## start Task inputs

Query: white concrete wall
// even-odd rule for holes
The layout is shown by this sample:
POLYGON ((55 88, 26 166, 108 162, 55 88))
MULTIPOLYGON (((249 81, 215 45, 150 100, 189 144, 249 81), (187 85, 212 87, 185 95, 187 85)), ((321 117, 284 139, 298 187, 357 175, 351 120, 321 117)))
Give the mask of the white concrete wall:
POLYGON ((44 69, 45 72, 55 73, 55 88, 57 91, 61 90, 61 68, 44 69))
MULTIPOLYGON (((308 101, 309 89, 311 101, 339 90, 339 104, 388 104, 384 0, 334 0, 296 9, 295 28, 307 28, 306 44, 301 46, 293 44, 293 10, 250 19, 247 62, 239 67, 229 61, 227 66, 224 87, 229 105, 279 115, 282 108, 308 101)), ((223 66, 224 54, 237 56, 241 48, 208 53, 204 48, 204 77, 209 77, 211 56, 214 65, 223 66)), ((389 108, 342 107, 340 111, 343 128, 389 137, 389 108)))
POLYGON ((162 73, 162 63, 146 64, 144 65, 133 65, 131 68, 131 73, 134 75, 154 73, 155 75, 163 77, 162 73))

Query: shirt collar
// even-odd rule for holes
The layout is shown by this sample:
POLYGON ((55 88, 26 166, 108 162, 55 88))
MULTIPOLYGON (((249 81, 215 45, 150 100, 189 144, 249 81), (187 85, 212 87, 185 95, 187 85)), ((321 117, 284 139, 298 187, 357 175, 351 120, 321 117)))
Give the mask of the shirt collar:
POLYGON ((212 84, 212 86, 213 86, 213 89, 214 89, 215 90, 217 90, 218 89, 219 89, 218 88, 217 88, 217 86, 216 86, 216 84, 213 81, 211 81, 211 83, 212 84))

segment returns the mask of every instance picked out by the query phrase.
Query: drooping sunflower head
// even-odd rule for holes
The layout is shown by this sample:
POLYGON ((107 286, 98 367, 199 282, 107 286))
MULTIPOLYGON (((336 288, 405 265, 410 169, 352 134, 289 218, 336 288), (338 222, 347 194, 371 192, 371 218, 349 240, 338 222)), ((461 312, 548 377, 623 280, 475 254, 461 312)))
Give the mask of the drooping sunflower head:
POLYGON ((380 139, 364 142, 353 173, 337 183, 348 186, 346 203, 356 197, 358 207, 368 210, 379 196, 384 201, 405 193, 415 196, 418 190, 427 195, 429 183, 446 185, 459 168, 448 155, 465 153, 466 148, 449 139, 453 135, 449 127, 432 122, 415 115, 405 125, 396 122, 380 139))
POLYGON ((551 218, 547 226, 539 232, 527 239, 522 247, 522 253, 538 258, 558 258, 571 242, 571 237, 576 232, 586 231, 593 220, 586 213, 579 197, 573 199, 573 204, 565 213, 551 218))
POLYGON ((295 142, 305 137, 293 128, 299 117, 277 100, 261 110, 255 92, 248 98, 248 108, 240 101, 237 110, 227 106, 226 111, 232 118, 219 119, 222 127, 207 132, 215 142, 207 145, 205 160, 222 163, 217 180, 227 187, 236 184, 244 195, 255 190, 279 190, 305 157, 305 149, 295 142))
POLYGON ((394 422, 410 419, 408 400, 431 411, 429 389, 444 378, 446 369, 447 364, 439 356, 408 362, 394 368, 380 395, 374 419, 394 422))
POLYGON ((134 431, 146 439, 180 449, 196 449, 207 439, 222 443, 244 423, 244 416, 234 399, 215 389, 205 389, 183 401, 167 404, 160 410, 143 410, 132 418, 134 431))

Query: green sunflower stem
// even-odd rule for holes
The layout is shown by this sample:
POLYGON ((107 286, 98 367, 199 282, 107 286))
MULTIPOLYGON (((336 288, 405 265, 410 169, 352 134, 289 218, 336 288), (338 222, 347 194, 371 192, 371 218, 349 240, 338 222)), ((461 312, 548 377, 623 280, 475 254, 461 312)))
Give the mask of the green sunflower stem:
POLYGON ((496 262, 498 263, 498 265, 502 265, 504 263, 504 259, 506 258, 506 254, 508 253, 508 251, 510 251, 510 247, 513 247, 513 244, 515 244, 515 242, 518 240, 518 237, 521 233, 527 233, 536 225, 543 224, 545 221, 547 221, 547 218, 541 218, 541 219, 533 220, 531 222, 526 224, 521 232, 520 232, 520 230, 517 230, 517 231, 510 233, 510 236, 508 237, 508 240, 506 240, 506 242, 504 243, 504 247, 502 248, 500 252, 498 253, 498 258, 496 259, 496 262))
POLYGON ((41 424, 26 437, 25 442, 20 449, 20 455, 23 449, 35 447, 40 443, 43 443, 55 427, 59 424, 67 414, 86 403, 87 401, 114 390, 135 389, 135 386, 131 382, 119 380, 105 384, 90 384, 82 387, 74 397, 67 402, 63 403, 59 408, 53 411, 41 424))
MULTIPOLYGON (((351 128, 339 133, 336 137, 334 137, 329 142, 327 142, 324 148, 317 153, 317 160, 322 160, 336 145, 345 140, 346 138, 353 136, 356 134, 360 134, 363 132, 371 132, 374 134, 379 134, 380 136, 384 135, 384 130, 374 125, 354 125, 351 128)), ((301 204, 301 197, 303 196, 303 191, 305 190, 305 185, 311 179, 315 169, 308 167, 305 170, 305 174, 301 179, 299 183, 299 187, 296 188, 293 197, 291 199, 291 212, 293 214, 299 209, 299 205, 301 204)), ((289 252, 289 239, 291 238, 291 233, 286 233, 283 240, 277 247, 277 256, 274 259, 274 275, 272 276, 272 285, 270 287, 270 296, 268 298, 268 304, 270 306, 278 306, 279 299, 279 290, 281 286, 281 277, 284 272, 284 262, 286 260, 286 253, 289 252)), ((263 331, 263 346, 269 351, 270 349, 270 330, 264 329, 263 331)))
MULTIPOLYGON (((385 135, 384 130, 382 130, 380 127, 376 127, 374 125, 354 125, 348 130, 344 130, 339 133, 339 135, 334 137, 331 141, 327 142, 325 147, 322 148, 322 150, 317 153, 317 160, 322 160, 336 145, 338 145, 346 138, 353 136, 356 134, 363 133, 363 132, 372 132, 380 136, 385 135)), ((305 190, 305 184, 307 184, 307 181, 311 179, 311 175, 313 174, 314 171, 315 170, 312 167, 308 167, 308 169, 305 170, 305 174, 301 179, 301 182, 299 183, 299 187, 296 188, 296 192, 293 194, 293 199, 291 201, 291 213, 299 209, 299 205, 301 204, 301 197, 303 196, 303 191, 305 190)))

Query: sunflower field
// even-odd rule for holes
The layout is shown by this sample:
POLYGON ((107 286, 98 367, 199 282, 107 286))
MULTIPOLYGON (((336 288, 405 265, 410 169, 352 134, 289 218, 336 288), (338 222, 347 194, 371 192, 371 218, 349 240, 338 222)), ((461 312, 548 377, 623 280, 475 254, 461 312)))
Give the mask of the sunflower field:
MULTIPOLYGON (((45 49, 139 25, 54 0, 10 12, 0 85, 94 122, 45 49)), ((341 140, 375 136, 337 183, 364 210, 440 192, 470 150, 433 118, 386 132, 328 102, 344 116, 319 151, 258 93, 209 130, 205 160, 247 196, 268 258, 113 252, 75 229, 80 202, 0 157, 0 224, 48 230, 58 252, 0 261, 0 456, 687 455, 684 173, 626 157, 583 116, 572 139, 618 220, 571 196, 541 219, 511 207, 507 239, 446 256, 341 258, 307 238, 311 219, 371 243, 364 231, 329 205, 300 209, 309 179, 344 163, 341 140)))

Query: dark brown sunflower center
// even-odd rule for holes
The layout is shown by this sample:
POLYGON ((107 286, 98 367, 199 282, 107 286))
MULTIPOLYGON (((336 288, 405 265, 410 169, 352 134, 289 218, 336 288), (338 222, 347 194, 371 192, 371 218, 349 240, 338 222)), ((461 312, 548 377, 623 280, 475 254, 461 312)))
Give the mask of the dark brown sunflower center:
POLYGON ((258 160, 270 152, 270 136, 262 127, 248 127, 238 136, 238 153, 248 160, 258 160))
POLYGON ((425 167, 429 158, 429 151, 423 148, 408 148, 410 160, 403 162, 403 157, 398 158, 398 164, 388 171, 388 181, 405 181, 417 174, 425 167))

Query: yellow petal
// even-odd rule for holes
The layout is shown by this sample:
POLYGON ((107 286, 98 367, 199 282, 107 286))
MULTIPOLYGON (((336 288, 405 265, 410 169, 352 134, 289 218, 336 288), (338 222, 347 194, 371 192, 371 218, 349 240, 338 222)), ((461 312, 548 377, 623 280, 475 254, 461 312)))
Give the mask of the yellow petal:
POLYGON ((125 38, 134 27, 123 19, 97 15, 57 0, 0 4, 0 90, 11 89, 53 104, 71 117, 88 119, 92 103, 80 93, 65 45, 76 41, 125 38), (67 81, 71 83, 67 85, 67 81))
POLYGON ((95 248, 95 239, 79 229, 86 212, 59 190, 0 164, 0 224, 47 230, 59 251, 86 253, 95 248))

## end Task inputs

Aim: Reproduce the data word for word, starting with its first line and continuing through the line that contains "POLYGON ((212 84, 212", including both of those lines.

Answer to the problem:
Query: white concrete wall
// even-odd rule for holes
The layout is shown by this sample:
POLYGON ((55 88, 26 166, 108 162, 55 88))
MULTIPOLYGON (((249 81, 215 45, 150 100, 189 144, 249 81), (187 85, 212 87, 185 95, 187 85)), ((321 117, 284 139, 298 187, 357 175, 351 120, 321 117)))
Give the mask of the white concrete wall:
POLYGON ((44 69, 45 72, 55 73, 55 88, 57 91, 61 90, 61 68, 44 69))
MULTIPOLYGON (((308 101, 309 89, 311 101, 339 90, 339 104, 388 104, 384 0, 334 0, 296 9, 295 28, 307 28, 306 44, 301 46, 293 44, 293 10, 250 19, 247 62, 239 67, 229 61, 227 66, 224 87, 229 105, 279 115, 282 108, 308 101)), ((223 66, 224 54, 237 56, 241 48, 208 53, 204 48, 204 77, 209 77, 211 56, 214 65, 223 66)), ((389 108, 342 107, 340 111, 343 128, 389 137, 389 108)))
POLYGON ((162 73, 162 63, 146 64, 144 65, 133 65, 131 68, 131 73, 134 75, 154 73, 155 75, 163 77, 162 73))

Query: shirt collar
// even-odd rule for holes
The layout is shown by this sample:
POLYGON ((55 88, 26 166, 108 162, 55 88))
MULTIPOLYGON (((249 81, 215 45, 150 100, 189 144, 249 81), (187 85, 212 87, 185 95, 187 85)), ((321 117, 284 139, 298 187, 357 175, 351 120, 321 117)))
Give the mask of the shirt collar:
POLYGON ((212 84, 212 86, 213 86, 213 89, 214 89, 215 90, 217 90, 218 89, 219 89, 218 88, 217 88, 217 86, 216 86, 216 84, 213 81, 211 81, 211 83, 212 84))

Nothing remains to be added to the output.